Location annotation dataset excerpts:
────────────────────
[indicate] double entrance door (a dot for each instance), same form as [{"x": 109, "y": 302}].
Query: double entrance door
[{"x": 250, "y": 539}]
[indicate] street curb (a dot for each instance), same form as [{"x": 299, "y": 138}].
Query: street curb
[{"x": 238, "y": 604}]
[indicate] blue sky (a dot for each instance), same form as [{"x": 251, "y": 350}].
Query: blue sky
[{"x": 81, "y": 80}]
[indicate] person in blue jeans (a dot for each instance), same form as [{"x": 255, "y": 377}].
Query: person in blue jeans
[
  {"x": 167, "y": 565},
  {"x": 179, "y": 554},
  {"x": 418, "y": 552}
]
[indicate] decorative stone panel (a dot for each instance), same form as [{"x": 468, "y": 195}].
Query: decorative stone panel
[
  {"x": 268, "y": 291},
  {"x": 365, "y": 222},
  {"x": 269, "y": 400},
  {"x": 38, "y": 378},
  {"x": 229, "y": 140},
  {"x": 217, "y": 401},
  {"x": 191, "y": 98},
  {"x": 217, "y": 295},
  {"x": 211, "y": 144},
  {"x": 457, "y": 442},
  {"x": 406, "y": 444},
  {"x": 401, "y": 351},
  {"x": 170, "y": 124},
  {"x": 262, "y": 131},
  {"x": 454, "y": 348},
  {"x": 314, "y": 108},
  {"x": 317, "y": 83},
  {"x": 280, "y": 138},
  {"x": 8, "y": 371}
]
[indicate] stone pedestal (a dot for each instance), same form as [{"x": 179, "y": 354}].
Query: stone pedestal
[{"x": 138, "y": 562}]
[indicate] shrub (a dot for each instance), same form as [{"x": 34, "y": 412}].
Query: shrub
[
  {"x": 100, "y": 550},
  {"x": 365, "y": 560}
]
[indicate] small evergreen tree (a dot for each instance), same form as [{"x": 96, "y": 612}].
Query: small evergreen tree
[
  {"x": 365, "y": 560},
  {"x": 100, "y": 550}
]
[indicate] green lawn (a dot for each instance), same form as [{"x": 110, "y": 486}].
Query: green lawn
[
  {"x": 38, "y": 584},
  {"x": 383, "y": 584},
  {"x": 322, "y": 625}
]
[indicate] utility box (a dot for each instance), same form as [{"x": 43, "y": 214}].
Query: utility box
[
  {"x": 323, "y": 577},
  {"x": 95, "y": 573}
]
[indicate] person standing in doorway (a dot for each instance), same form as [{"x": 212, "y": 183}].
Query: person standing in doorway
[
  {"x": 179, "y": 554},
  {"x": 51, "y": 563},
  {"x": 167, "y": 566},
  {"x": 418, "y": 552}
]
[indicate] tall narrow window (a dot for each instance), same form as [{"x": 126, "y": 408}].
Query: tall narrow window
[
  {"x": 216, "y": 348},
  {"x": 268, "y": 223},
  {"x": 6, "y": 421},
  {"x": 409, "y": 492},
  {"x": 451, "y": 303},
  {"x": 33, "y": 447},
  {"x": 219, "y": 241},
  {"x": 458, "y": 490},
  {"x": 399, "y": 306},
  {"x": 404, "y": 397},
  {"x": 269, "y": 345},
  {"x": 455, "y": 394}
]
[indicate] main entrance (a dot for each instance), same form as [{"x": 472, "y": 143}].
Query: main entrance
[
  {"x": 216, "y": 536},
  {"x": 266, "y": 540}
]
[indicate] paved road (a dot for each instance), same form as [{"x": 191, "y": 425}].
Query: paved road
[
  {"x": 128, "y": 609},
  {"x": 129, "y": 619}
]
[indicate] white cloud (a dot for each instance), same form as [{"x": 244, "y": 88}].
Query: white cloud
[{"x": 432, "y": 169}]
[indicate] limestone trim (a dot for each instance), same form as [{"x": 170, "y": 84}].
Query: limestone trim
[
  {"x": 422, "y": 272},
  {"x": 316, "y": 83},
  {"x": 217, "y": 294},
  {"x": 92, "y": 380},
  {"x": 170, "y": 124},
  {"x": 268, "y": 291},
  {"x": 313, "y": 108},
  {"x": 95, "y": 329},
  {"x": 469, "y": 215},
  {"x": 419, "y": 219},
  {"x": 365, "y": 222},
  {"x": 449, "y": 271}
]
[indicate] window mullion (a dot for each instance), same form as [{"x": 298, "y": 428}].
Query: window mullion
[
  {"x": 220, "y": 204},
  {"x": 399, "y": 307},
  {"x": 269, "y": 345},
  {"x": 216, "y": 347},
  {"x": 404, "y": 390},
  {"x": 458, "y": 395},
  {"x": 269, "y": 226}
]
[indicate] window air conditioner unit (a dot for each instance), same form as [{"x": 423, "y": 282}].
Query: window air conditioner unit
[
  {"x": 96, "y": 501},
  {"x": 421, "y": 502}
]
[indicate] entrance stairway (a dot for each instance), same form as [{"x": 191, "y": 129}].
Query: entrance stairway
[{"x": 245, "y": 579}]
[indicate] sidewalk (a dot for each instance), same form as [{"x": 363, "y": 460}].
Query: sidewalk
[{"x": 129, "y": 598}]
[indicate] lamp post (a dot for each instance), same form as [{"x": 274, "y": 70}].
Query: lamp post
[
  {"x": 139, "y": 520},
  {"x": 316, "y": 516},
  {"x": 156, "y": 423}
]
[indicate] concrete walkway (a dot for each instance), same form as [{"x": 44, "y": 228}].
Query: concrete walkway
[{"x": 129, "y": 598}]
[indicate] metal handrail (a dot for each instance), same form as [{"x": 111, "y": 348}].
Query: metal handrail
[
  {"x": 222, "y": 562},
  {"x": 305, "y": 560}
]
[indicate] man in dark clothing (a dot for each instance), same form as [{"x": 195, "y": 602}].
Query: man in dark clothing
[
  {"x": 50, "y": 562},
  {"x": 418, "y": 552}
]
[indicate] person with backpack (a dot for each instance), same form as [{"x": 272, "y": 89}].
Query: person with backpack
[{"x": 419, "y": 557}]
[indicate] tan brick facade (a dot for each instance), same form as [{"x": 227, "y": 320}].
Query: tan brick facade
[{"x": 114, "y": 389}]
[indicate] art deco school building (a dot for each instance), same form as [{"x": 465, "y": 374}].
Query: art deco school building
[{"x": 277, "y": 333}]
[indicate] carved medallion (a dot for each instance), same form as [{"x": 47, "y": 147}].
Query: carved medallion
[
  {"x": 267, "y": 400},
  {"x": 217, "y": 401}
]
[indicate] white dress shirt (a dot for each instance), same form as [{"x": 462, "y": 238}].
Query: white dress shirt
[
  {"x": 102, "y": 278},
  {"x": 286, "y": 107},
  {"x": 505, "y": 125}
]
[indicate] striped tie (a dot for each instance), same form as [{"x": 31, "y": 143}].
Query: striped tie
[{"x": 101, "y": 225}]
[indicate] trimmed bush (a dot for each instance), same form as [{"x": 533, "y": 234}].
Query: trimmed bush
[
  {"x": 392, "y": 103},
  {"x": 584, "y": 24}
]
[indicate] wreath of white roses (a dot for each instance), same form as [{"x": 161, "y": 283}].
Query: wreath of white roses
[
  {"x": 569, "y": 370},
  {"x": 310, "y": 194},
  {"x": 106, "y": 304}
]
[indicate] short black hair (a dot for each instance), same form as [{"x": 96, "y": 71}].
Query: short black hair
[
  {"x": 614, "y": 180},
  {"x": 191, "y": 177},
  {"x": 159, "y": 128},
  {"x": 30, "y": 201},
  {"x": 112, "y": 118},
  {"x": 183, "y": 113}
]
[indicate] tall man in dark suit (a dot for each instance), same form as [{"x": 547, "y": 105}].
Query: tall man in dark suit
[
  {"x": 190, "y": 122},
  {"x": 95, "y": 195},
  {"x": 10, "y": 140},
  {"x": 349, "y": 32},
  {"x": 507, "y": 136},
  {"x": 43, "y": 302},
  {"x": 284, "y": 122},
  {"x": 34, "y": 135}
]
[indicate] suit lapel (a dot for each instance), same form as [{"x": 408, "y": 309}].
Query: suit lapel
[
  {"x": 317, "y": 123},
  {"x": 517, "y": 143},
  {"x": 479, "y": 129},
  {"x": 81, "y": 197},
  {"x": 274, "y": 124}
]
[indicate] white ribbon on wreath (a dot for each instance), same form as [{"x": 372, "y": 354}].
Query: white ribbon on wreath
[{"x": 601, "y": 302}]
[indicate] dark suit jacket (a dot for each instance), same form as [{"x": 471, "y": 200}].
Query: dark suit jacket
────────────────────
**OBJECTIVE**
Please rewrite the entries from the line that contains "[indicate] dark suit" through the end of the entries, replacing "suit jacket" with "blazer" and keeping everything else unchanged.

**REPLY**
[indicate] dark blazer (a dot for each instance), same form as [{"x": 471, "y": 200}].
Query: dark blazer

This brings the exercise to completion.